TASK DETAILS: Recast the data as a JSON list of strings, one string per line with blank lines omitted, starting with the line that contains "Put a dot on each instance of the open" and ending with the final line of the data.

LISTED RECORDS:
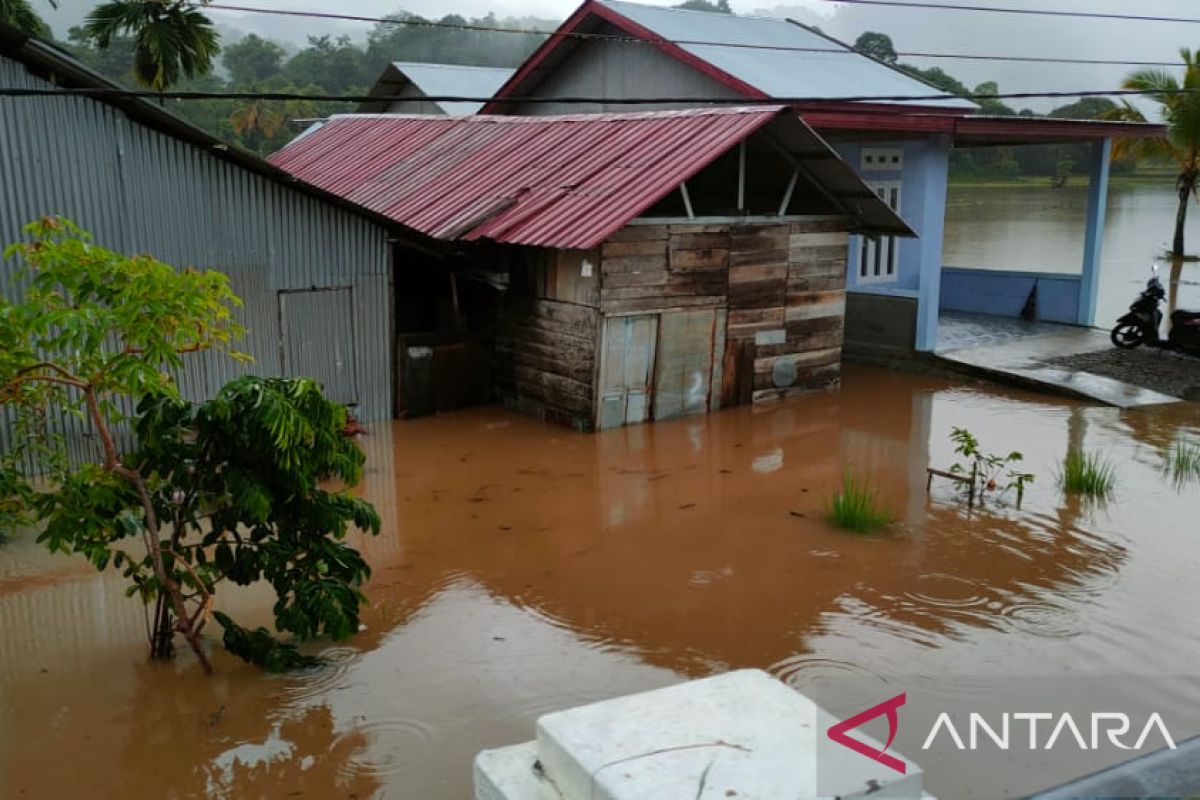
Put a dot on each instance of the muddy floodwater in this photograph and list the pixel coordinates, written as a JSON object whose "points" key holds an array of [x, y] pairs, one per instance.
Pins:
{"points": [[525, 569]]}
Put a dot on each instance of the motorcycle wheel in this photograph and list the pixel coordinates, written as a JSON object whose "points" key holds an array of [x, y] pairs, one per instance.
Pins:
{"points": [[1127, 336]]}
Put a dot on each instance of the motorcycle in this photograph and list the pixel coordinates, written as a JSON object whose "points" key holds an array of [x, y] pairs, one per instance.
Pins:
{"points": [[1141, 325]]}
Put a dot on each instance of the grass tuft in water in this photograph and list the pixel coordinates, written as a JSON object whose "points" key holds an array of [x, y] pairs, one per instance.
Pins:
{"points": [[1183, 462], [1087, 474], [857, 507]]}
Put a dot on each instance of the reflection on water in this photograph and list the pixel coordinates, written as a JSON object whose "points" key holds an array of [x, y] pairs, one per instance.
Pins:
{"points": [[525, 569], [1038, 229]]}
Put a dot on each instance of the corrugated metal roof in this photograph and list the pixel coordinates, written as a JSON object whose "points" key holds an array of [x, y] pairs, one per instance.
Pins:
{"points": [[441, 80], [553, 181], [780, 72]]}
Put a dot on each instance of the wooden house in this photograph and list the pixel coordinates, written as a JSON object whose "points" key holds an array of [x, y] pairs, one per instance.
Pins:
{"points": [[895, 130], [657, 264]]}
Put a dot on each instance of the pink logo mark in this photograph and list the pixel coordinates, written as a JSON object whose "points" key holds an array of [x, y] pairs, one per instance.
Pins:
{"points": [[838, 733]]}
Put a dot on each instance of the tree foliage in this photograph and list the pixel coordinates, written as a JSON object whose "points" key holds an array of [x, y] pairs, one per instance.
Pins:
{"points": [[1179, 103], [877, 46], [233, 488], [252, 59], [172, 38], [324, 66], [21, 14]]}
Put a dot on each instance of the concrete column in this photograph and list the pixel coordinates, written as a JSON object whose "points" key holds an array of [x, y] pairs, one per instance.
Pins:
{"points": [[931, 224], [1093, 238]]}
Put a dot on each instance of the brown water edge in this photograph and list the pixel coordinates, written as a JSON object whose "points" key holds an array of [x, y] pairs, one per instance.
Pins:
{"points": [[525, 569]]}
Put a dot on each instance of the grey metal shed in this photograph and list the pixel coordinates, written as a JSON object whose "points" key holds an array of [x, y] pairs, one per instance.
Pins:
{"points": [[313, 270]]}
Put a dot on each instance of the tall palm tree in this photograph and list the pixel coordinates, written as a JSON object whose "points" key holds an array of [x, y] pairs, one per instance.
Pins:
{"points": [[22, 16], [257, 122], [172, 40], [1180, 108]]}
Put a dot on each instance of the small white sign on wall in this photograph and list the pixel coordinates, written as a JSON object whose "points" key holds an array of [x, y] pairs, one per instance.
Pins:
{"points": [[771, 337]]}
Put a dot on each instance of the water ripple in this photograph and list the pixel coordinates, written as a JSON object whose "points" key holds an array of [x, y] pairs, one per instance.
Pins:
{"points": [[317, 681], [383, 747], [802, 672], [942, 590], [1044, 620]]}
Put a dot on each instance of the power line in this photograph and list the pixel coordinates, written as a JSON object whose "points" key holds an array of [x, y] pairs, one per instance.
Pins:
{"points": [[89, 91], [1032, 12], [635, 40]]}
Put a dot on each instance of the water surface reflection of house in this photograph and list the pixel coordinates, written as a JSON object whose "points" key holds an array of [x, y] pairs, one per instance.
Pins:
{"points": [[658, 263], [899, 140]]}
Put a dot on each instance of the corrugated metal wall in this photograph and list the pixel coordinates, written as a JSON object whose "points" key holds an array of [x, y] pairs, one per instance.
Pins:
{"points": [[139, 191]]}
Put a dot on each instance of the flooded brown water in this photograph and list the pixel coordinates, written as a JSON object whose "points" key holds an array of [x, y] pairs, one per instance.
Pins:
{"points": [[523, 569]]}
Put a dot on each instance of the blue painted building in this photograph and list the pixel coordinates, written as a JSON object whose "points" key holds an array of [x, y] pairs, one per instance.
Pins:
{"points": [[616, 50]]}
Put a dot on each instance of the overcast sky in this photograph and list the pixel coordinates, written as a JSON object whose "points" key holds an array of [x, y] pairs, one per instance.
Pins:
{"points": [[912, 29]]}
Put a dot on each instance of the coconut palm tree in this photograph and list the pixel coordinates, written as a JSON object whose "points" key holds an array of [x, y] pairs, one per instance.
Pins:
{"points": [[1180, 109], [172, 40], [22, 16], [257, 122]]}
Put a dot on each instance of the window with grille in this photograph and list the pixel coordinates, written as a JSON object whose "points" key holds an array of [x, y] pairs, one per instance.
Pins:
{"points": [[879, 257]]}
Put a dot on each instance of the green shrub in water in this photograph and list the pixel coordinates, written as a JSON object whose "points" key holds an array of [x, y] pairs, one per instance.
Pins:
{"points": [[857, 507], [1089, 474], [1183, 462]]}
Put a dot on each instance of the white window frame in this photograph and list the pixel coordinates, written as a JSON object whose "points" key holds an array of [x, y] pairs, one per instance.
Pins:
{"points": [[879, 257]]}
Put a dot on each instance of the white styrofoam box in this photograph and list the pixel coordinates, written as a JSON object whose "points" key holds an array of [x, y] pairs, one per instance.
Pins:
{"points": [[743, 734], [509, 774]]}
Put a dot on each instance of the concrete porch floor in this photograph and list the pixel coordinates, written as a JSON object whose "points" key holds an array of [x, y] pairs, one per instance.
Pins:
{"points": [[1015, 352]]}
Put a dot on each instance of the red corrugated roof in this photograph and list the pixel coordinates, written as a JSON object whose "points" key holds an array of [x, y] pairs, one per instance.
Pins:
{"points": [[552, 181]]}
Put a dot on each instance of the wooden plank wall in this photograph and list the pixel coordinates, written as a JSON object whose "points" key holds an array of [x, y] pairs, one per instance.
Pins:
{"points": [[545, 359], [784, 286], [654, 268], [787, 302]]}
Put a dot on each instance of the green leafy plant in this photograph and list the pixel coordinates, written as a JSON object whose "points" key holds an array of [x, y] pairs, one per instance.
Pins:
{"points": [[1087, 474], [985, 473], [172, 38], [857, 507], [1183, 463], [232, 488]]}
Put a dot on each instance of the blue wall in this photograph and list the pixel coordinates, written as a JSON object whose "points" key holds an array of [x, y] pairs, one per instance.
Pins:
{"points": [[923, 206]]}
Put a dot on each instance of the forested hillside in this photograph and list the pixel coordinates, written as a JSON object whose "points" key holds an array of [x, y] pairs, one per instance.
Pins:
{"points": [[325, 66]]}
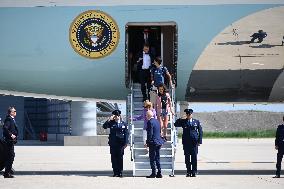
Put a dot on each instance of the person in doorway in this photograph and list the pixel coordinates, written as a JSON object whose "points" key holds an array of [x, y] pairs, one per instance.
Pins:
{"points": [[154, 142], [144, 64], [164, 108], [10, 133], [191, 139], [118, 140], [147, 107], [279, 145], [159, 72], [260, 36]]}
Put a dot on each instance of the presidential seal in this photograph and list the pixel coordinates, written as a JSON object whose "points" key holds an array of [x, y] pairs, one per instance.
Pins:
{"points": [[94, 34]]}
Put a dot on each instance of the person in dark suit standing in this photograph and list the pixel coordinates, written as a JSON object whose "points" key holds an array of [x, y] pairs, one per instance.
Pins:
{"points": [[144, 65], [118, 140], [154, 142], [279, 145], [10, 133], [191, 139]]}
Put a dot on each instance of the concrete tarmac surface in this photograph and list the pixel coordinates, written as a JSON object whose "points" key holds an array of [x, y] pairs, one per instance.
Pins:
{"points": [[222, 163]]}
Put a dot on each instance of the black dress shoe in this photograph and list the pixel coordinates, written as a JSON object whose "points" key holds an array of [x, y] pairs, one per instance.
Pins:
{"points": [[151, 176], [8, 176], [159, 175]]}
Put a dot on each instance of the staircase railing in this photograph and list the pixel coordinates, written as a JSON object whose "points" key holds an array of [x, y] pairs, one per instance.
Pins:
{"points": [[173, 129]]}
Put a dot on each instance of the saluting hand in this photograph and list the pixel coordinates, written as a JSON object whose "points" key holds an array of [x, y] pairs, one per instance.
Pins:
{"points": [[13, 136]]}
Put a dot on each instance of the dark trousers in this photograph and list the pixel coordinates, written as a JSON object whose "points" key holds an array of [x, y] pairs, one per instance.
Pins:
{"points": [[279, 160], [145, 78], [10, 158], [190, 155], [117, 153], [154, 155]]}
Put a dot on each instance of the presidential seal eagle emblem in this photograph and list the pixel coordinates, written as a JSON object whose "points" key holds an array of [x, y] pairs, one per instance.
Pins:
{"points": [[94, 34]]}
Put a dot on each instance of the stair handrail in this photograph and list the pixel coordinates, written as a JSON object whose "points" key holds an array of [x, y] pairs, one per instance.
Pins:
{"points": [[131, 122], [173, 129]]}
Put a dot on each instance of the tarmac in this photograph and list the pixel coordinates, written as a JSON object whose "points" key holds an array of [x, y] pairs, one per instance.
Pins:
{"points": [[222, 163]]}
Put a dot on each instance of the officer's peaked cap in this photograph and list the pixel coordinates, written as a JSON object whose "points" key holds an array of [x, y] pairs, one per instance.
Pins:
{"points": [[188, 111], [116, 112]]}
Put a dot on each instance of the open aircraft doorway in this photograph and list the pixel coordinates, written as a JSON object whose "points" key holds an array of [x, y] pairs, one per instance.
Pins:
{"points": [[162, 38]]}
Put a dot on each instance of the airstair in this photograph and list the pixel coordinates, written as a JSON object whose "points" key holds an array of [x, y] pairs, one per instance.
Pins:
{"points": [[139, 155]]}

SOLUTION TO THE EXERCISE:
[
  "Put a dot on each instance of the open aircraft doorway in this photograph and list the pixel coordinates, written as a JSON object whose \"points\" key holds an array of [x, y] pairs, one per instance.",
  "Pins:",
  "{\"points\": [[162, 38]]}",
  "Put a dot on each instance of the airstair in this photograph and list the pixel coordinates, written as a JSON object whose \"points\" key holds an array of [x, y] pairs, one per instance.",
  "Pins:",
  "{\"points\": [[139, 155]]}"
]